### REQUEST:
Please carry the article on sex education in Kansas schools forward from its last sentence.

### SELECTED EXCERPT:
Some abortion-rights advocates have pointed to sexual education as playing a critical role in keeping young people informed, as restrictions on abortion access are increasing in some states. In Kansas, however, the content of sexual education courses may vary from district to district.
Mark Thompson, an Education Program Consultant for Health and Physical Education at the Kansas State Department of Education (KSDE), said that changes to sex-ed courses are made at the local level.
“You may find some districts that may operate from an abstinence-only perspective or an abstinence-plus … or others that operated from a more comprehensive sex education perspective,” Thompson told Kansas Capitol Bureau in an interview Monday. “The content of sex education is left to the local district. The state-level standards, which are based on the national standards, are left very broad.”
The State Board sets Model Curricular Standards for Health Education, which are updated every seven years. The current standards outlined in 2018 include relationships and sexual behaviors. However, the standards are recommendations, meaning that local school districts have the power to decide what to do with them. The curriculum is not required to be comprehensive, and it also doesn’t require students to participate.
According to Thompson, some districts may implement “opt-in” policies, which would require parental permission for their child to participate in a sexual education course. Other districts may have “opt-out” policies, which would allow parents to remove their child(ren) from those lessons.

Part of a data file
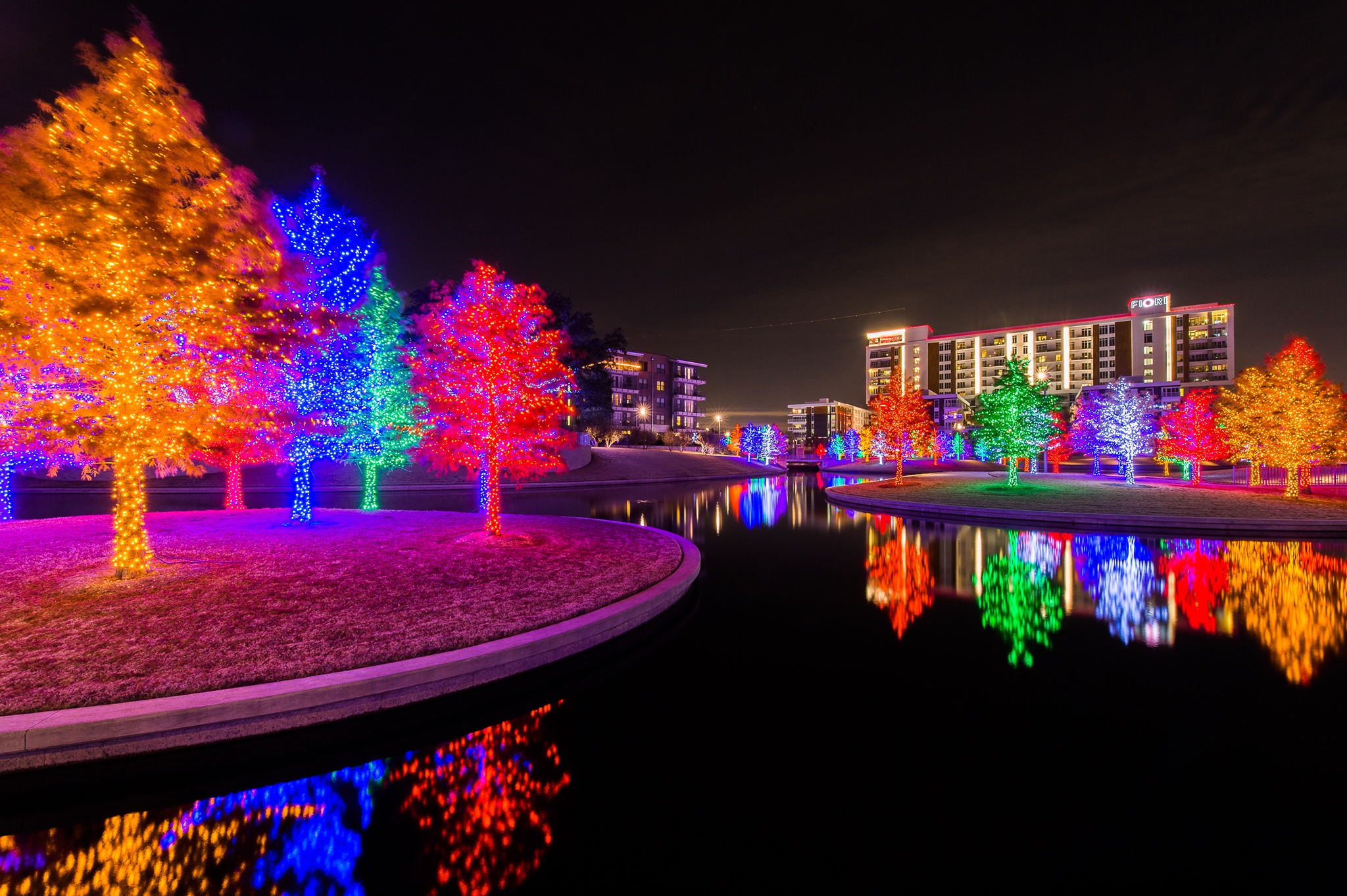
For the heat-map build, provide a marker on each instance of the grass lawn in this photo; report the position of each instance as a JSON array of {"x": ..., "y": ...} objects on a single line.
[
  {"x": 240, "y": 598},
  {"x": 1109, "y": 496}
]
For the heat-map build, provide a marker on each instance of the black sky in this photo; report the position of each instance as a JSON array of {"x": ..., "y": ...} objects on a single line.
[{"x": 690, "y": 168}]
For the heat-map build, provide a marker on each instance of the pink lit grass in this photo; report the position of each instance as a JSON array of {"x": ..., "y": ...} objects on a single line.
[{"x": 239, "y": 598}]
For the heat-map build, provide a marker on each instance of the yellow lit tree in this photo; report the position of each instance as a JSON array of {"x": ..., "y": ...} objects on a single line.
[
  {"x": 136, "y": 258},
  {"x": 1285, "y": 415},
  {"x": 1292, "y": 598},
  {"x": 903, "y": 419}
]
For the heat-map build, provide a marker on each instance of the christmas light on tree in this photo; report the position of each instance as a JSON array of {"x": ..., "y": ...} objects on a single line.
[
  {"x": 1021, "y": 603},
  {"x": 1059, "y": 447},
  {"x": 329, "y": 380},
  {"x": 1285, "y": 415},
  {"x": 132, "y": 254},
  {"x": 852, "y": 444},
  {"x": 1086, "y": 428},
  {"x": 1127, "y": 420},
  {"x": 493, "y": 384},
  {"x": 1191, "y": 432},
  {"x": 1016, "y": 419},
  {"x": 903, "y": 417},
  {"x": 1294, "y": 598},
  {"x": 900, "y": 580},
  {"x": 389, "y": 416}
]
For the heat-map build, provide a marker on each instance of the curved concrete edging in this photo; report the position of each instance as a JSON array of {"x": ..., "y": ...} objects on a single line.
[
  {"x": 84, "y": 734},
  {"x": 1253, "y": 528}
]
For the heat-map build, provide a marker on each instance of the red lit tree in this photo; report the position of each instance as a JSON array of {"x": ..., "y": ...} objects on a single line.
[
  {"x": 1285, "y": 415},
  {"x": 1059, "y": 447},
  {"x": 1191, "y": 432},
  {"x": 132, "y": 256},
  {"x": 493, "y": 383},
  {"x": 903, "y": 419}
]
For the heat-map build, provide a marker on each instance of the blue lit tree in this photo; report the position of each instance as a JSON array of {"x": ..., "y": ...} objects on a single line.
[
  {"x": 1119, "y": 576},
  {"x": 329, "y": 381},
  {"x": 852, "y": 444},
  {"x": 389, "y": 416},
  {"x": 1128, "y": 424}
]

### OUTPUT:
It’s also not required to include instruction on topics like consent or pregnancy options, like abortion. Instead, the standards recommend “laws associated with sexual behaviors,” like consent, rape, assault, harassment or human trafficking.
Abortion is not currently regulated by lawmakers in Kansas. However, if the “Value Them Both” amendment is approved in August, that could change. Kansas Capitol Bureau asked education officials at KSDE whether sexual education standards in Kansas could change if state lawmakers were to ban abortion or make it illegal. Ann Bush, a spokeswoman for the department, replied in an email Monday, stating that the outcome is currently unknown.
That’s something we can’t answer at this point because the Kansas State Board of Education hasn’t addressed it yet.Ann Bush, Kansas State Department of Education
Even after the overturning of Roe v. Wade, as the state’s curricular standards are currently set, the specific content of sexual education classes will be left to school districts.
“You’ll see most of changes happen at the local level, based on local board decisions … ” Thompson said. “Are they facing pressure … what is the tenor of the community …”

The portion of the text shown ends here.